_JOB_. Count the lines in the records that contain the word "vest", treating uppercase and lowercase as different, and give only the number.

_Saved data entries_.
####

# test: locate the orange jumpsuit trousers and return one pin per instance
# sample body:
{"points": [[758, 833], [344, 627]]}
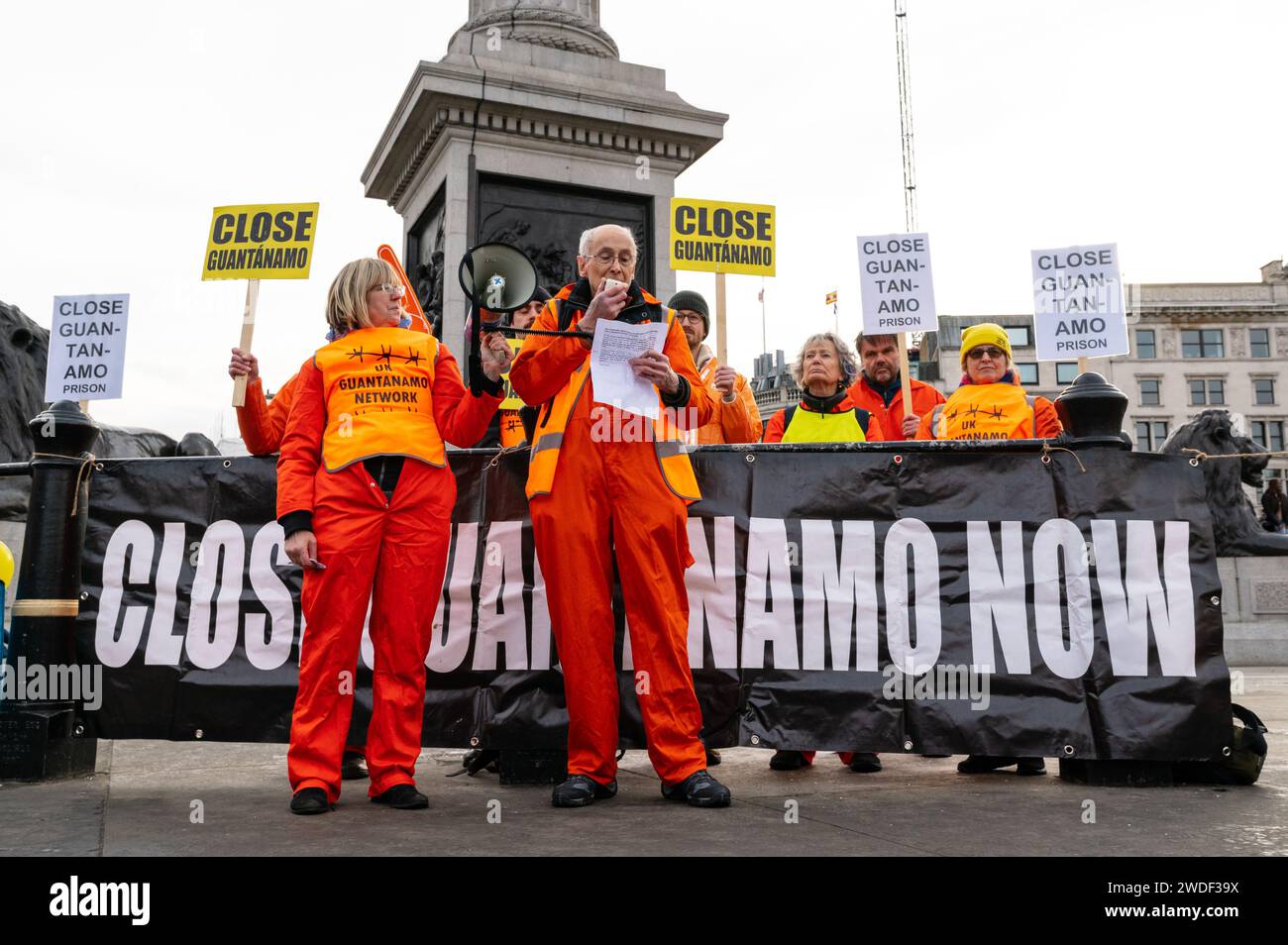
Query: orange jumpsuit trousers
{"points": [[610, 497], [402, 551]]}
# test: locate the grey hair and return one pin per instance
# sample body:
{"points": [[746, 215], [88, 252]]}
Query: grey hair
{"points": [[849, 364], [584, 244]]}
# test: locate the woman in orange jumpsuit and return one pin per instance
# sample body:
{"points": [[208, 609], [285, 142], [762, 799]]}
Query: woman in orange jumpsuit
{"points": [[991, 404], [365, 497]]}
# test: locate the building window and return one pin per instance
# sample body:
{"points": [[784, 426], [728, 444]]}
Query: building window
{"points": [[1150, 434], [1202, 343], [1269, 434], [1145, 344], [1019, 335], [1258, 340], [1207, 391]]}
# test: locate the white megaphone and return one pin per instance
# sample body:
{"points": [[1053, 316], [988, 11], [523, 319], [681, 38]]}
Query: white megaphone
{"points": [[498, 278]]}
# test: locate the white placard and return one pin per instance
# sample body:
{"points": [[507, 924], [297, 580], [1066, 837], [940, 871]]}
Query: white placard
{"points": [[1078, 303], [614, 380], [86, 348], [898, 292]]}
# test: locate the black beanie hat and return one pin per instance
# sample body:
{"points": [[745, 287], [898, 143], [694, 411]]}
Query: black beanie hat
{"points": [[694, 303]]}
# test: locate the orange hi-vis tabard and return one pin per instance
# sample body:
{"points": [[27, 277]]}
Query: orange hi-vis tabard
{"points": [[376, 372], [671, 456], [986, 412]]}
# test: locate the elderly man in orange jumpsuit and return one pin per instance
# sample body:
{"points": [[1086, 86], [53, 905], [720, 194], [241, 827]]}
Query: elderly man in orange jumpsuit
{"points": [[597, 488]]}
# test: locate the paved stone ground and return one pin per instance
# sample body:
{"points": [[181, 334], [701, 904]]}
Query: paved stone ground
{"points": [[141, 799]]}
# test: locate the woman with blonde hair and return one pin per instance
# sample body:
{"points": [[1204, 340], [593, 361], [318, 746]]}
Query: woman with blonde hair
{"points": [[824, 369], [365, 498]]}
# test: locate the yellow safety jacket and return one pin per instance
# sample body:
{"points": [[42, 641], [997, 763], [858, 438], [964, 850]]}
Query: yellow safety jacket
{"points": [[812, 426]]}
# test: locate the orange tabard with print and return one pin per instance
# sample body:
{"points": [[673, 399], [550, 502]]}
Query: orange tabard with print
{"points": [[984, 412], [377, 385]]}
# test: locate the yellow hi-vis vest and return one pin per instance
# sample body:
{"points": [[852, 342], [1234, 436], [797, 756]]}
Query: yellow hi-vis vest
{"points": [[986, 412], [811, 426], [377, 385], [668, 446]]}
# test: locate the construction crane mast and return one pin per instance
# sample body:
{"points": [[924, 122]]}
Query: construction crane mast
{"points": [[910, 162], [910, 159]]}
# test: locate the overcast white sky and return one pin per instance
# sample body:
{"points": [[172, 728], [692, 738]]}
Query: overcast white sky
{"points": [[1158, 125]]}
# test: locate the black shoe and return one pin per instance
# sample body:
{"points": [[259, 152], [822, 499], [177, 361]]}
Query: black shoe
{"points": [[699, 789], [1030, 766], [403, 797], [309, 801], [864, 763], [353, 766], [787, 761], [982, 764], [481, 760], [579, 790]]}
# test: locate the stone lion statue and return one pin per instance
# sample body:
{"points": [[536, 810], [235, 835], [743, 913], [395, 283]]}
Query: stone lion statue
{"points": [[24, 355], [1235, 525]]}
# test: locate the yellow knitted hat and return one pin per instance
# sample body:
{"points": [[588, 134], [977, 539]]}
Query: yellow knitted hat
{"points": [[986, 334]]}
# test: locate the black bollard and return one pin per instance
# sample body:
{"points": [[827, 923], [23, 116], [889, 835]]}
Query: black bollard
{"points": [[1093, 409], [38, 729]]}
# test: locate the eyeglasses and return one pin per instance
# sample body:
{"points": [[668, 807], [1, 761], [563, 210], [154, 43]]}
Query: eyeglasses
{"points": [[606, 257]]}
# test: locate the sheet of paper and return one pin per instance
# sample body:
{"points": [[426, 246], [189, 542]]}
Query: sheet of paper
{"points": [[610, 373]]}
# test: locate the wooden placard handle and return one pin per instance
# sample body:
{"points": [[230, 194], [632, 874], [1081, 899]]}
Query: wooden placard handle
{"points": [[248, 334]]}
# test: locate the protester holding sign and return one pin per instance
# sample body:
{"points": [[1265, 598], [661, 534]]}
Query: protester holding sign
{"points": [[880, 387], [824, 415], [823, 369], [605, 485], [990, 404], [737, 419], [365, 498]]}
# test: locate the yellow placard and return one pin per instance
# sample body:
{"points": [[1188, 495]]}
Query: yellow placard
{"points": [[261, 241], [511, 400], [715, 237]]}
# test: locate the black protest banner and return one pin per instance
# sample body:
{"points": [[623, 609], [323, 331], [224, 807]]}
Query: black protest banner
{"points": [[919, 597]]}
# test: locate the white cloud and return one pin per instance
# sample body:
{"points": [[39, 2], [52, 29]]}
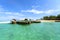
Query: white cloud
{"points": [[40, 12], [3, 11]]}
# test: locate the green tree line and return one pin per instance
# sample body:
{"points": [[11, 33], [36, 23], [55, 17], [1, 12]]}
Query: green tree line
{"points": [[52, 17]]}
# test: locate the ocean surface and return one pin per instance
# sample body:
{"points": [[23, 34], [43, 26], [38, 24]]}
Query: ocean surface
{"points": [[34, 31]]}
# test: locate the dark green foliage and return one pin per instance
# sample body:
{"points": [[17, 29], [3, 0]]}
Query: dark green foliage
{"points": [[52, 17]]}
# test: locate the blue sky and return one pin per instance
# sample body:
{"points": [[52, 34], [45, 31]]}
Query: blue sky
{"points": [[33, 9]]}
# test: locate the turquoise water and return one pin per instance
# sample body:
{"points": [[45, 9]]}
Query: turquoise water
{"points": [[36, 31]]}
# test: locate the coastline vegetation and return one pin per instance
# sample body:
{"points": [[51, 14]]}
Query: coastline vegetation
{"points": [[51, 17]]}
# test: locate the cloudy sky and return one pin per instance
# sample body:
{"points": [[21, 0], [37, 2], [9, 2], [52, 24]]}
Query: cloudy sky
{"points": [[33, 9]]}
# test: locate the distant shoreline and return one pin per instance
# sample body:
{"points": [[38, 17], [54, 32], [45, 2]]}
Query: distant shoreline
{"points": [[49, 20]]}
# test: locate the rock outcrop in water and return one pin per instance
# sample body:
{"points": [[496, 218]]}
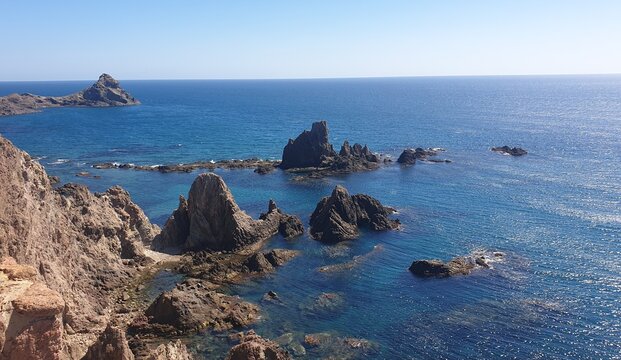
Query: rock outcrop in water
{"points": [[461, 265], [254, 347], [211, 220], [506, 150], [105, 92], [311, 152], [409, 156], [338, 216], [190, 307], [82, 245]]}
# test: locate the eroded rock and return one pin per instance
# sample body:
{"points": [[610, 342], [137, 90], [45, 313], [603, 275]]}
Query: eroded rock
{"points": [[338, 216], [254, 347], [212, 220], [105, 92], [461, 265], [506, 150], [311, 153]]}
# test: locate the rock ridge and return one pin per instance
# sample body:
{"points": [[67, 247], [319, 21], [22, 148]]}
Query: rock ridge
{"points": [[105, 92]]}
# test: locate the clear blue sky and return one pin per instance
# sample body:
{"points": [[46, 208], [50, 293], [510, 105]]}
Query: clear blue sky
{"points": [[140, 39]]}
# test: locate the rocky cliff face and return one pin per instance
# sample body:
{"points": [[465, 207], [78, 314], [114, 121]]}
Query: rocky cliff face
{"points": [[105, 92], [254, 347], [338, 216], [312, 150], [31, 325], [210, 219], [82, 245]]}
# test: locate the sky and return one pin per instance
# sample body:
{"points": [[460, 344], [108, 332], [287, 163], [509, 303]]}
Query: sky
{"points": [[235, 39]]}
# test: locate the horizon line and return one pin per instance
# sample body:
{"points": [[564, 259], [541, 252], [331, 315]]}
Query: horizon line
{"points": [[329, 78]]}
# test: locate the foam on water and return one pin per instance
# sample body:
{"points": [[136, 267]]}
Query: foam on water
{"points": [[555, 212]]}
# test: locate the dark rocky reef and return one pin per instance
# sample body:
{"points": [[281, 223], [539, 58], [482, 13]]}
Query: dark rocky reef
{"points": [[338, 216], [191, 307], [312, 153], [211, 220], [105, 92], [461, 265], [409, 156], [254, 347], [260, 166], [506, 150]]}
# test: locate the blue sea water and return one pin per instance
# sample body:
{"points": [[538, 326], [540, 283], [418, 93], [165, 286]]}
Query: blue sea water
{"points": [[556, 212]]}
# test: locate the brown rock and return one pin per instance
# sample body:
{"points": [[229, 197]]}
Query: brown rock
{"points": [[189, 308], [105, 92], [254, 347], [75, 239], [214, 221], [111, 344], [337, 217], [31, 324]]}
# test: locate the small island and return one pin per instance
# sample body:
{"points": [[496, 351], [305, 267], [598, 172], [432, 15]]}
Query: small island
{"points": [[105, 92]]}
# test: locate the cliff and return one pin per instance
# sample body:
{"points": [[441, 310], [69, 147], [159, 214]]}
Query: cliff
{"points": [[105, 92], [80, 244]]}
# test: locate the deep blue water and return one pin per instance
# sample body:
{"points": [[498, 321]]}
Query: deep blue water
{"points": [[556, 212]]}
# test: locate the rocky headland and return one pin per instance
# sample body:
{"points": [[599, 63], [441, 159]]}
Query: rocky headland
{"points": [[338, 216], [506, 150], [72, 259], [410, 156], [311, 153], [105, 92]]}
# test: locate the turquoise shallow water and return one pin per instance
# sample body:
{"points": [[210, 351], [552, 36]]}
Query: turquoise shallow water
{"points": [[556, 212]]}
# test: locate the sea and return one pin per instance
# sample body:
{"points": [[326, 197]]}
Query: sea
{"points": [[555, 213]]}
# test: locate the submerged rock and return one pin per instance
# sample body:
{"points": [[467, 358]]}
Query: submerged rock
{"points": [[105, 92], [210, 219], [337, 217], [312, 153], [461, 265], [254, 347], [409, 156], [506, 150], [191, 307]]}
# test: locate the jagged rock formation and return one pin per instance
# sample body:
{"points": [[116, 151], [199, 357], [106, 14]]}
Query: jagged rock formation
{"points": [[31, 325], [337, 217], [506, 150], [82, 245], [409, 156], [266, 262], [461, 265], [309, 149], [191, 307], [111, 344], [210, 219], [105, 92], [254, 347], [312, 152]]}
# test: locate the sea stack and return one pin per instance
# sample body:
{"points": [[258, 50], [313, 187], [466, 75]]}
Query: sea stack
{"points": [[506, 150], [309, 149], [311, 152], [338, 216], [103, 93], [211, 220]]}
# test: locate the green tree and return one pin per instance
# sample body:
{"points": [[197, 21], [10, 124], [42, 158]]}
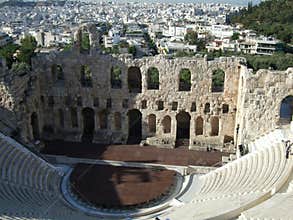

####

_RESPONSE TO THE EXERCISE_. 2